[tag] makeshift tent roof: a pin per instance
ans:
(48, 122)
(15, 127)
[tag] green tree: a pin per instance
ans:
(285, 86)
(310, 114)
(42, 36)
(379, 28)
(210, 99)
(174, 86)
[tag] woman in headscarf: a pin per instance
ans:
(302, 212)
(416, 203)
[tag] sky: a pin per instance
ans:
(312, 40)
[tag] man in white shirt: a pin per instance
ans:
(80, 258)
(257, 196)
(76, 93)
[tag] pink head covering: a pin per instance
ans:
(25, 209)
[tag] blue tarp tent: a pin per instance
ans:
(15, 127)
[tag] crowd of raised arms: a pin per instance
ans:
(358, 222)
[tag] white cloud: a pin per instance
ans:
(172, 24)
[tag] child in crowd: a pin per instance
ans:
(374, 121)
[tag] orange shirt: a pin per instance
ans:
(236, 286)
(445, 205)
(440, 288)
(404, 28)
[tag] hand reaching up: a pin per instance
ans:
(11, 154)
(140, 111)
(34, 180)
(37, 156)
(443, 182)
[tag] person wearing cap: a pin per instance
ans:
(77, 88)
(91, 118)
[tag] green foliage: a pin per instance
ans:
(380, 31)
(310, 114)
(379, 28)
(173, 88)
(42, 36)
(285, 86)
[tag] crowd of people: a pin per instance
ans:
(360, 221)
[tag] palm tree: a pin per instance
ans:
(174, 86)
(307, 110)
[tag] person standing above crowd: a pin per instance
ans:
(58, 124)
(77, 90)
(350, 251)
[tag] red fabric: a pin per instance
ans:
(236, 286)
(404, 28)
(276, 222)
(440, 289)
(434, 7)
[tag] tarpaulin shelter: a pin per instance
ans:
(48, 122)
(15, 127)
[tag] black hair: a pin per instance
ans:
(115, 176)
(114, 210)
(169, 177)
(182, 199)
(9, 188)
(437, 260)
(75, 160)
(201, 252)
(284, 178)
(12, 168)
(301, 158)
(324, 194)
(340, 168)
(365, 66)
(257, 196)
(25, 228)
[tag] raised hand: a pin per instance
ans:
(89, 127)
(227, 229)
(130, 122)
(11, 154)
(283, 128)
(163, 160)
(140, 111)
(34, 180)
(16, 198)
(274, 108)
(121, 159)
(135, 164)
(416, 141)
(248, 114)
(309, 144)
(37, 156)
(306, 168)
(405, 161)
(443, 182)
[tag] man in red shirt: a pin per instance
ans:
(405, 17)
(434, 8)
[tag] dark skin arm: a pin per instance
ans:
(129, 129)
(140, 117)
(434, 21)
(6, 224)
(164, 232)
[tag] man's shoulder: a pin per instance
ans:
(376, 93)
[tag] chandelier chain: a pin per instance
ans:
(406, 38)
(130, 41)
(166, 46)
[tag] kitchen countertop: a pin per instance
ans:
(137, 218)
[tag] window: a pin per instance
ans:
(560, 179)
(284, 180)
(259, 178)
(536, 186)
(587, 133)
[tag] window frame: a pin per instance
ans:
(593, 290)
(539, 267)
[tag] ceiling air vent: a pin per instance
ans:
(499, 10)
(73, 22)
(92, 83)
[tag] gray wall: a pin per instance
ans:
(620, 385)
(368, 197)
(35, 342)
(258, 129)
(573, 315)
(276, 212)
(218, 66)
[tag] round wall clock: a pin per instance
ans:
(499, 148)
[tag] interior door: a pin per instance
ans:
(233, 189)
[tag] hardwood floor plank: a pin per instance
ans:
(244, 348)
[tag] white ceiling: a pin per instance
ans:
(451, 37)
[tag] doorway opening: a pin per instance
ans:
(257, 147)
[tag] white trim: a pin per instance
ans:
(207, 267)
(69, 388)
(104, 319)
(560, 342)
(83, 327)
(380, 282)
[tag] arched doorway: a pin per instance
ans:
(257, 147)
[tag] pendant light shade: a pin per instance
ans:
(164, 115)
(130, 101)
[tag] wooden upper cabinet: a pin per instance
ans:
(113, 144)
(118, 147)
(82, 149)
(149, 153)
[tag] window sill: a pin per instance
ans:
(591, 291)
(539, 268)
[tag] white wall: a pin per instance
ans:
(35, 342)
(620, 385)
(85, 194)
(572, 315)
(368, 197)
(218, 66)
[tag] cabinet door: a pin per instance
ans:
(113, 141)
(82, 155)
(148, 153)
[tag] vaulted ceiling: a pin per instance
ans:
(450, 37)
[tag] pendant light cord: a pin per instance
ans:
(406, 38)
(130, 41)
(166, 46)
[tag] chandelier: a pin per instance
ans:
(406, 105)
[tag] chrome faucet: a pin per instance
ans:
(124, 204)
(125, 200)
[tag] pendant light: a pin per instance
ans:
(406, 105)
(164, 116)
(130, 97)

→ **Aim of the exercise**
The records above should be duplicated in full, exactly as given.

→ **Solution for this task**
[tag] makeshift tent roof: a pin per instance
ans:
(48, 122)
(15, 127)
[tag] green tree: a pin per instance
ans:
(285, 86)
(310, 114)
(42, 36)
(379, 28)
(210, 99)
(174, 86)
[tag] woman in headscarf: a pin per instance
ans:
(302, 212)
(416, 203)
[tag] sky: a pin per instance
ans:
(312, 40)
[tag] man in white shirt: a pin per instance
ans:
(80, 258)
(257, 196)
(76, 93)
[tag] pink head covering: a pin per instance
ans:
(25, 209)
[tag] blue tarp tent: a pin per instance
ans:
(15, 127)
[tag] crowd of raised arms: a pin per instance
ans:
(358, 222)
[tag] white cloud: a pin per instance
ans:
(172, 24)
[tag] child in crowd: a pin per instance
ans:
(374, 121)
[tag] orange shirt: a pin per instance
ans:
(236, 286)
(445, 205)
(440, 288)
(404, 28)
[tag] hand reaching up: a pin per instance
ans:
(11, 154)
(140, 111)
(34, 180)
(37, 156)
(443, 182)
[tag] person wearing cap: a pin per instance
ans:
(77, 88)
(91, 118)
[tag] green foliage: a pin per instance
ans:
(380, 31)
(310, 114)
(379, 28)
(173, 88)
(42, 36)
(285, 86)
[tag] crowd of people: a pin per instance
ans:
(360, 221)
[tag] palm tree: a pin per instance
ans:
(174, 86)
(307, 110)
[tag] person standing above crowd: a pin per instance
ans:
(58, 124)
(77, 90)
(350, 251)
[tag] red fabric: a pin per instance
ans:
(236, 286)
(404, 28)
(276, 222)
(440, 289)
(434, 7)
[tag] tarpaulin shelter: a pin per instance
ans:
(48, 122)
(15, 127)
[tag] black hair: a pin per instance
ans:
(115, 176)
(114, 210)
(169, 177)
(182, 199)
(9, 188)
(437, 260)
(75, 160)
(201, 252)
(284, 178)
(12, 168)
(301, 158)
(324, 194)
(340, 168)
(365, 66)
(257, 196)
(25, 228)
[tag] raised hand: a pin per instance
ans:
(89, 127)
(227, 229)
(130, 122)
(11, 154)
(283, 128)
(163, 160)
(140, 111)
(34, 180)
(16, 198)
(274, 108)
(121, 159)
(135, 164)
(416, 141)
(248, 114)
(309, 144)
(37, 156)
(306, 168)
(405, 161)
(443, 182)
[tag] man in red shirt: a pin per instance
ans:
(405, 17)
(434, 8)
[tag] dark skin arm: a pin per instance
ans:
(129, 129)
(140, 117)
(434, 21)
(6, 224)
(164, 232)
[tag] man's shoulder: a pin per instance
ans:
(376, 93)
[tag] chandelier chain: a pin per instance
ans:
(406, 38)
(130, 41)
(166, 46)
[tag] kitchen countertop: a pin per instance
ans:
(137, 218)
[tag] window: a pin per instance
ans:
(560, 179)
(284, 180)
(259, 178)
(536, 186)
(587, 133)
[tag] window frame: a pin per instance
ans:
(593, 290)
(539, 267)
[tag] ceiling air vent: a pin per instance
ans:
(499, 10)
(73, 22)
(92, 83)
[tag] gray wall: a pin per instance
ans:
(620, 385)
(368, 197)
(35, 342)
(258, 129)
(573, 315)
(276, 212)
(218, 66)
[tag] round wall clock: a pin per instance
ans:
(499, 148)
[tag] interior door: a pin per instance
ans:
(233, 189)
[tag] hardwood floor plank: a pin per instance
ans:
(244, 348)
[tag] white ceiling: a pin per instance
ans:
(451, 37)
[tag] doorway opening: a pin per instance
ans:
(257, 147)
[tag] white trim: a pin per instance
ans:
(207, 267)
(69, 388)
(104, 319)
(560, 342)
(83, 327)
(380, 282)
[tag] arched doorway: a pin per instance
ans:
(257, 147)
[tag] pendant light shade: a pin per instance
ans:
(164, 115)
(130, 101)
[tag] wooden upper cabinet: a pin per instance
ans:
(113, 144)
(118, 147)
(82, 149)
(149, 153)
[tag] window sill: a pin per instance
ans:
(591, 291)
(539, 268)
[tag] white wall: a pin per instance
ans:
(35, 342)
(620, 385)
(85, 194)
(572, 315)
(368, 197)
(218, 66)
[tag] cabinet door: a pin per instance
ans:
(113, 141)
(82, 155)
(148, 153)
[tag] vaulted ceiling: a pin per instance
ans:
(450, 37)
[tag] pendant light cord: a pin per instance
ans:
(406, 38)
(130, 41)
(166, 46)
[tag] chandelier: a pin per instance
ans:
(406, 105)
[tag] chrome faucet: a pin per instance
ans:
(124, 204)
(125, 200)
[tag] pendant light: a pin per instance
ans:
(406, 105)
(164, 116)
(130, 97)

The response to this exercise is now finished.